家庭での子どもとの過ごし方

 新型コロナウイルスの問題で、今まで毎日ヒヤヒヤしながら保育をしてきました。今のところ感染者が園児や保護者、職員から出ておらず、安堵しておりましたが、このような状態ですと今後どの様になっていくか、覚悟が必要になってきました。 

 先週から「感染が怖いので2週間自宅でみます。」といった方がいて、中には「保育園も危険なので、一旦仕事は辞めて家でみます。」と退園された方もいました。保育園は集団生活ですので、3密の危険が伴います。高熱が出て保健所に問い合わせても検査をしてもらえず、病院からも帰されたという方もいるそうで、その中でどの様に幼い命を守ったら良いのでしょうか。

###

* [課題]:
学習用テキストで、感染が怖いという理由で子どもを自宅でみると言った方は、その期間を何週間としているか答えよ。

###

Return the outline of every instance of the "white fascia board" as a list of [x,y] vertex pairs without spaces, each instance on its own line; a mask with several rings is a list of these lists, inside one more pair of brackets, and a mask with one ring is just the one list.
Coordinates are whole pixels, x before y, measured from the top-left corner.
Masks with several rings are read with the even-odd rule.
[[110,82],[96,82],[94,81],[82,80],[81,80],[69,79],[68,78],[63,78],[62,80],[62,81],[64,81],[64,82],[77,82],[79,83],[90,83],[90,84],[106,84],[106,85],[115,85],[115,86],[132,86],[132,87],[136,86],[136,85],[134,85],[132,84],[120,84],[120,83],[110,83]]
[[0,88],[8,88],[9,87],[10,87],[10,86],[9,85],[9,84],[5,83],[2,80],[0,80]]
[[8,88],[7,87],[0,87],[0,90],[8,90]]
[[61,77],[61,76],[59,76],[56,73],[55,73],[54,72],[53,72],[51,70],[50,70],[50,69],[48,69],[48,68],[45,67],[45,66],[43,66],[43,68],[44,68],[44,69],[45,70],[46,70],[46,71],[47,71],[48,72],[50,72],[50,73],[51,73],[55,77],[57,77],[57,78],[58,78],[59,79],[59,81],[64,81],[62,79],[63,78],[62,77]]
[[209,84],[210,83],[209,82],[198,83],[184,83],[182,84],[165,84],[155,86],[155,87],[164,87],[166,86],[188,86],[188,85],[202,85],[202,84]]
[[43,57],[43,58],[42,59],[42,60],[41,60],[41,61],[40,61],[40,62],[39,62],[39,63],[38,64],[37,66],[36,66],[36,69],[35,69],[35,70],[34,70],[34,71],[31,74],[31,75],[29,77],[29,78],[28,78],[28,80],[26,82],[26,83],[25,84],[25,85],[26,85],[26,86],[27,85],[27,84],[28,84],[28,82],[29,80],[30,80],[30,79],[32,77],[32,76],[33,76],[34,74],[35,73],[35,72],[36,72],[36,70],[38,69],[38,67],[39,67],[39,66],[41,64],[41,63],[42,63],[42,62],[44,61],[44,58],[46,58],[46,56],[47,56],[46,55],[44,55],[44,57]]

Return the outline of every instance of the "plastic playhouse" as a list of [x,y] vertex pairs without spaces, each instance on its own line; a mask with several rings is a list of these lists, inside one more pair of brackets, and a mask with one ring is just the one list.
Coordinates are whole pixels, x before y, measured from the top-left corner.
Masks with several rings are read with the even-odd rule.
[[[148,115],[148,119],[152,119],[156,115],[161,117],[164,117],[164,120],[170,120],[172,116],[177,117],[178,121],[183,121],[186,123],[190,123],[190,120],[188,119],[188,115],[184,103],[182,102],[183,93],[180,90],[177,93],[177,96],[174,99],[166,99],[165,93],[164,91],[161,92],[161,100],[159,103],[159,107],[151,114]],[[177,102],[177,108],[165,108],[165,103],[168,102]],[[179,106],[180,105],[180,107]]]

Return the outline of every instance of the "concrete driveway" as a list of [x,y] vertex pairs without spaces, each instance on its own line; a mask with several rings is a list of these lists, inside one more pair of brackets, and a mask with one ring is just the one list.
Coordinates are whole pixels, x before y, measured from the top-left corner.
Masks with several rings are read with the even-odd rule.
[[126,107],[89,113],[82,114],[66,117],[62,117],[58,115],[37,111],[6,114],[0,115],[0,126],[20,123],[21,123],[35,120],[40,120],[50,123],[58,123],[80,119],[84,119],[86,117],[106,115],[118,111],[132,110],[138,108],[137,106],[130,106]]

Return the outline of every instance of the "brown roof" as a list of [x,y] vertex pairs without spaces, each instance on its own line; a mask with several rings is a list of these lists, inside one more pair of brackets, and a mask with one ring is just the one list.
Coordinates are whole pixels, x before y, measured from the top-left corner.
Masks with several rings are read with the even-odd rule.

###

* [課題への回答]:
2週間。